Exercise brief
Using the records below, copy out exactly the line that contains "Objective: locate each instance of the kneeling" and every line that follows it, up to and including the last, and no others.
++++++++++++++++++++
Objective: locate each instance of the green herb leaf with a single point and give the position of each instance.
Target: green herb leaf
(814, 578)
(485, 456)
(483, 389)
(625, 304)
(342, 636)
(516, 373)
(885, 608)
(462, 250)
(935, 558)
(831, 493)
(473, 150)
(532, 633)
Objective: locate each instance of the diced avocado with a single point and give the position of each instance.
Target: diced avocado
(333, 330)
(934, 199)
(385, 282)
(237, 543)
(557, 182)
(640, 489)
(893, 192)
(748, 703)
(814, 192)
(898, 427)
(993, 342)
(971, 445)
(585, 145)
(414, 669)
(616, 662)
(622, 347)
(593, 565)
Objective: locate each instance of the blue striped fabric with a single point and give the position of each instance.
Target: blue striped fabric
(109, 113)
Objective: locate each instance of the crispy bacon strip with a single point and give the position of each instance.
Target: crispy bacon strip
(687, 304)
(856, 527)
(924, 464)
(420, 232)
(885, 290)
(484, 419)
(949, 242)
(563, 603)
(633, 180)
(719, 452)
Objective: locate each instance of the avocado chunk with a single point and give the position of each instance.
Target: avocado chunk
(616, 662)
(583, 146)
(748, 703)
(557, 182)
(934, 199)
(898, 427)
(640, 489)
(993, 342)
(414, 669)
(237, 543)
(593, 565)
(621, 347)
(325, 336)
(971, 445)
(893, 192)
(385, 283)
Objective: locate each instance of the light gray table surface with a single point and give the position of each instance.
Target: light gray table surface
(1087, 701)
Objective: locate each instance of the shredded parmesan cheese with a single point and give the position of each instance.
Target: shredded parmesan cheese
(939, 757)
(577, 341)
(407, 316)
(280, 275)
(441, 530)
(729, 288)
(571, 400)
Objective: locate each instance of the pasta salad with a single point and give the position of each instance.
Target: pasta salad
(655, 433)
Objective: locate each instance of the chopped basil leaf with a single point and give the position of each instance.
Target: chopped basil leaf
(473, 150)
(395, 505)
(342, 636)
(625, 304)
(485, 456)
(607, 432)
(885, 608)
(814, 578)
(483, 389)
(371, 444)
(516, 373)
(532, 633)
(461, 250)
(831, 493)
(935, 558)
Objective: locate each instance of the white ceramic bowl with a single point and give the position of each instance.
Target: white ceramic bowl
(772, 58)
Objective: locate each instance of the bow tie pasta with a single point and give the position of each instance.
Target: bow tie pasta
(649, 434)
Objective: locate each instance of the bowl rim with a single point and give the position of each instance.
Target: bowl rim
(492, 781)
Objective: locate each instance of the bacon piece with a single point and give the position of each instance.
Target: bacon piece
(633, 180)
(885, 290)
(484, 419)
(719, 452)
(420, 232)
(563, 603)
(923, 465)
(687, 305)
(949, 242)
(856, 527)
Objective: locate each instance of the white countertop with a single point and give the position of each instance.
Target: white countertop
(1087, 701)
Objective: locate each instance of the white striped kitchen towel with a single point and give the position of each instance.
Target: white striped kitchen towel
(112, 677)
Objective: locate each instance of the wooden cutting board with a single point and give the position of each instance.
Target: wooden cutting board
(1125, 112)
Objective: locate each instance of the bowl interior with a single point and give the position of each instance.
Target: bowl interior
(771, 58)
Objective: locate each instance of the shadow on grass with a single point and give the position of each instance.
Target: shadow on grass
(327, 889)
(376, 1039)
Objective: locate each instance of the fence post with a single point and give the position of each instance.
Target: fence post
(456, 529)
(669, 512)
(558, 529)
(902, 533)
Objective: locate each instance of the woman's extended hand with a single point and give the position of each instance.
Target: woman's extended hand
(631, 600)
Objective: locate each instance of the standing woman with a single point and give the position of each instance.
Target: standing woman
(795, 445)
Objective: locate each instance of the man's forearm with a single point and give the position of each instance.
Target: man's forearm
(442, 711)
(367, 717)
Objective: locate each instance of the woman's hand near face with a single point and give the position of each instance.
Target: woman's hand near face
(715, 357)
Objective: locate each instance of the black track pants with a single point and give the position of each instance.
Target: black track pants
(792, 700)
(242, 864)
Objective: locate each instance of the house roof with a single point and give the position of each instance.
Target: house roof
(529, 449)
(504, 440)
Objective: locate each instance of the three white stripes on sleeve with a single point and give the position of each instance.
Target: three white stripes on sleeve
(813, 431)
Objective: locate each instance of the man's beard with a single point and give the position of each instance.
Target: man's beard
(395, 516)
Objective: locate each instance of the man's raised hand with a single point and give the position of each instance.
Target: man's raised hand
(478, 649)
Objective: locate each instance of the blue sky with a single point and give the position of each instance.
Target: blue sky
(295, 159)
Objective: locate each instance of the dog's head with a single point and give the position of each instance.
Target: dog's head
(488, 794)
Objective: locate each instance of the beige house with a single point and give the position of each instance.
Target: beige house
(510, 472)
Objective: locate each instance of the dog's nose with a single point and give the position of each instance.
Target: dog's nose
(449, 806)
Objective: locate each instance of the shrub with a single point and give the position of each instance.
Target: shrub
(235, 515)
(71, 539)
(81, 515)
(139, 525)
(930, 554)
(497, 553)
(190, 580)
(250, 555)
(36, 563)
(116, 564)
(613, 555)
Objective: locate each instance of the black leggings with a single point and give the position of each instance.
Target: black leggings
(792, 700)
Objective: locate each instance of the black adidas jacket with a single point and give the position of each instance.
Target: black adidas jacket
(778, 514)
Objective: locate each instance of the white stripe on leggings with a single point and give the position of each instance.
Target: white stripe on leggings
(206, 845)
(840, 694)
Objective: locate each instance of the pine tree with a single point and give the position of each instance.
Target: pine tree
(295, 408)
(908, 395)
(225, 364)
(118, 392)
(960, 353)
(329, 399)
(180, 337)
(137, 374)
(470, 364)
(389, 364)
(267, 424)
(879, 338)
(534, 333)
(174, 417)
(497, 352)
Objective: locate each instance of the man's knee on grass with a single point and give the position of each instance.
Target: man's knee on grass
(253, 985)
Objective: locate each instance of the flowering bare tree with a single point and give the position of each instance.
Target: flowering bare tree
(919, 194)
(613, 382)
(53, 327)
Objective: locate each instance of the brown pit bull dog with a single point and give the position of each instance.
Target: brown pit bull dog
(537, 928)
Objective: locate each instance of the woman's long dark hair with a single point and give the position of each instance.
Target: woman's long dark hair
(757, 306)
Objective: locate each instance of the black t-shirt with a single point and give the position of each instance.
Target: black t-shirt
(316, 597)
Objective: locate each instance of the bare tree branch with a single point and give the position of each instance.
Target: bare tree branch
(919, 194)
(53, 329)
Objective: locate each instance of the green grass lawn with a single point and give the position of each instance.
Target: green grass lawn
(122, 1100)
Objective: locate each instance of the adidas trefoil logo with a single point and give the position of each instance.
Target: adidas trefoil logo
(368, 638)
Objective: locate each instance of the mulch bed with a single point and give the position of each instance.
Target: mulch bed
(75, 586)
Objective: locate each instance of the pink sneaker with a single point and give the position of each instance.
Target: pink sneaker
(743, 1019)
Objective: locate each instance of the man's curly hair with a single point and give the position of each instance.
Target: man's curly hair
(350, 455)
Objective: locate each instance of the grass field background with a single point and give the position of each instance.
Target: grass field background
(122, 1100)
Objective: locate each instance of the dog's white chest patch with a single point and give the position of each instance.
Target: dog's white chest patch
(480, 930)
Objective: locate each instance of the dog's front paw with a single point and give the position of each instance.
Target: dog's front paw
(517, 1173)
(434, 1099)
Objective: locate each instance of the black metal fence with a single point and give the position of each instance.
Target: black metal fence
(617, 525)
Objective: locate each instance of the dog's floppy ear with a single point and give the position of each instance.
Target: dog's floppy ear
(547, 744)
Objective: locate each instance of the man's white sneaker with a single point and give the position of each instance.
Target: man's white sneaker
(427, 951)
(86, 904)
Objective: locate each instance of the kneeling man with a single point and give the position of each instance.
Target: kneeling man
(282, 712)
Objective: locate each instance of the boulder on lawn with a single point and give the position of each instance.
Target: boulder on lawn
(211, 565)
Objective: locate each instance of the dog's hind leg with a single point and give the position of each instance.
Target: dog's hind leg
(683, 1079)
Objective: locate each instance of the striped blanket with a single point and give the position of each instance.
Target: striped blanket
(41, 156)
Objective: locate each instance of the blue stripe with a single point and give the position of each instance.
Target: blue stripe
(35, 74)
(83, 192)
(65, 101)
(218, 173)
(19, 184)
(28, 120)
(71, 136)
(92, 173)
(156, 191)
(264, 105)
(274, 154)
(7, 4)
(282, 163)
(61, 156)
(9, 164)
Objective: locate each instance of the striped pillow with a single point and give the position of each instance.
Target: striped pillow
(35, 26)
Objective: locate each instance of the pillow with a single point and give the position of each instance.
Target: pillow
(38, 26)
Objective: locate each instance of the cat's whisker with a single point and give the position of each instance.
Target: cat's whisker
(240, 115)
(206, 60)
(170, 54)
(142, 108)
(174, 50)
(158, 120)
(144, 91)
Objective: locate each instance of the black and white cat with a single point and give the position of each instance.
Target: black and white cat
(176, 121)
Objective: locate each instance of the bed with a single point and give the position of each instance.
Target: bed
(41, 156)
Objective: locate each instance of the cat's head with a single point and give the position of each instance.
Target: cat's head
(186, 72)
++++++++++++++++++++
Solution for this task
Objective: locate each instance of the kneeling man with a single point and give the position of each instance.
Target: kneeling man
(282, 712)
Objective: locate each instance of the boulder on lawn with a single point and give the position of each instance.
Target: boulder on lawn
(211, 565)
Objective: locate each instance of the dog's hind leg with a single point and give the position of each instance.
Target: dog's hind leg
(683, 1079)
Objective: locate each instance of the striped blanket with a single point and give the position of each instance.
Target: striped blanket
(41, 156)
Objective: locate each instance of the blue stripe with a single point and give the position of each instance.
Target: blue stripe
(35, 74)
(83, 192)
(65, 101)
(218, 173)
(19, 184)
(28, 120)
(71, 136)
(92, 173)
(156, 191)
(264, 105)
(274, 154)
(7, 4)
(282, 163)
(61, 156)
(9, 164)
Objective: locate each instance of the striped pillow with a single point and give the position of each instance.
Target: striped pillow
(35, 26)
Objective: locate each instance of the pillow with a single point and give the position of each instance.
Target: pillow
(38, 26)
Objective: locate each instance of the cat's whisker with a single point and give the position of each instance.
Target: cat's whisker
(240, 115)
(206, 60)
(170, 54)
(142, 108)
(174, 50)
(158, 120)
(144, 91)
Objective: locate each instance of the black and white cat with a single point and give the position of each instance.
Target: black and white cat
(176, 121)
Objective: locate each instance of the bed with a single point and give the position of each instance.
Target: bed
(41, 156)
Objective: locate each instance of the cat's head with a single point and give the position of each instance.
Target: cat's head
(186, 72)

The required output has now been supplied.